▶ Passage provided

▬▬▬

In this work, inspired by these works, we demonstrate the realization of digital non-Foster electronics with tailored and reconfigurable FD. Our digital non-Foster-inspired circuitry enables a broad control over the amplitude-phase relation between the terminal voltage and current, which can be set arbitrarily, hence synthesizing in real-time an equivalent negative resistance, negative inductance or negative capacitance with on-demand FD. A self-adaptive proportional-resonant (PR) controller^42,43, which is pre-programed in a digital microprocessor, can actively select the optimal control characteristics based on the operating frequency to ensure excellent transient response and real-time tunability. More importantly, this solution successfully circumvents inherent instabilities of non-Foster circuits by ensuring that the poles of the characteristic equation remain in the stable portion of the complex plane for a wide range of control parameters. As an additional advantage, the op-amps used in analog non-Foster circuits have a limited range of power handling, while the use of switch-mode electronics may provide a leap forward also in power levels. Based on this platform, we demonstrate that loading a low-resonance-frequency electroacoustic transmitter with our digital non-Foster-inspired electronics supports broadband high-power acoustic radiation. Our simulation and experimental results show that the proposed digital non-Foster electronics offer flexibly engineered FD, enhancing the operation bandwidth by over five times compared to a matching network based on analog non-Foster electronics. In experiments, we apply the digital non-Foster electronic network to demonstrate long-haul image transmission over airborne acoustic channels, validating the stability of the proposed system, and demonstrating its flexibility, reconfigurability, and real-time tunability.

▬▬▬

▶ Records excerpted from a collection
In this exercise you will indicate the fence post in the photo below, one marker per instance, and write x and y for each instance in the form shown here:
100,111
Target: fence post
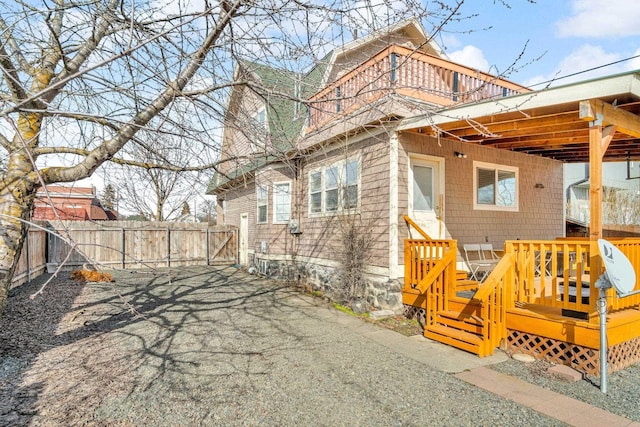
28,250
122,246
168,247
207,251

▬▬▬

▶ Your tasks
• A. In the passage on digital non-Foster electronics, how much does the proposed approach enhance the operation bandwidth compared to a matching network based on analog non-Foster electronics?
• B. Supply the next few sentences of the passage on digital non-Foster electronics, picking up after its final sentence.
This material comes from a separate source.

▶ Responses in order
• A. It enhances the operation bandwidth by over five times.

• B.
Results

Digital non-Foster-inspired electronics

The key element of conventional analog non-Foster circuitry (Fig. 1a) is the op-amp. Since the supply voltage is limited to tens of volts in analog devices, this topology is impractical for high-voltage scenarios. The op-amp realizes a negative impedance, crucial for the classic implementation of non-Foster matching circuitry⁹ (Fig. 1b). However, constrained by the commercially available component values and tolerances of passive analog RLC elements, the negative impedance attainable with analog non-Foster circuits cannot span a continuous range, and their tuning often depends on tedious circuit component replacements. For example, capacitance specifications for common passive capacitor packages only include 100 pF, 220 pF, 3.3nF, 6.8nF, etc., with the tolerances of up to ±20%⁴⁴. Therefore, analog non-Foster matching networks cannot synthesize arbitrary FD, facing challenges with discretized parameter space and complicated manual tuning by tedious circuit component replacements. Power limitations and limited dispersion engineering leaves the full bandwidth-enhancement potential of non-Foster matching untapped.

Fig. 1: Properties of analog non-Foster circuitry and our proposed digital non-Foster-inspired electronics.

a Analog non-Foster circuitry using op-amps. By changing the passive analog loads Z, the negative impedance Z_A can be realized. b Diagram of negative impedances with the analogue non-Foster circuit by varying discrete analog components -Z (-L or -C). c The proposed digital non-Foster-inspired electronics composed of a digital controller and switch-mode circuit adopts a current closed-loop feedback control where i_ref is calculated by a reference negative impedance. The software-defined implementation circumvents the inherent limited selection of analog passive elements in analog non-Foster circuits, and enables arbitrary FD and real-time tunability. d Actively regulated amplitude-phase relation between \({{{{{{\rm{U}}}}}}}_{{{{{{\rm{o}}}}}}}\) and \({{{{{{\rm{I}}}}}}}_{{{{{{\rm{o}}}}}}}\), which can continuously realize an equivalent negative resistance R_D(ω), negative inductance L_D(ω), or negative capacitance C_D(ω).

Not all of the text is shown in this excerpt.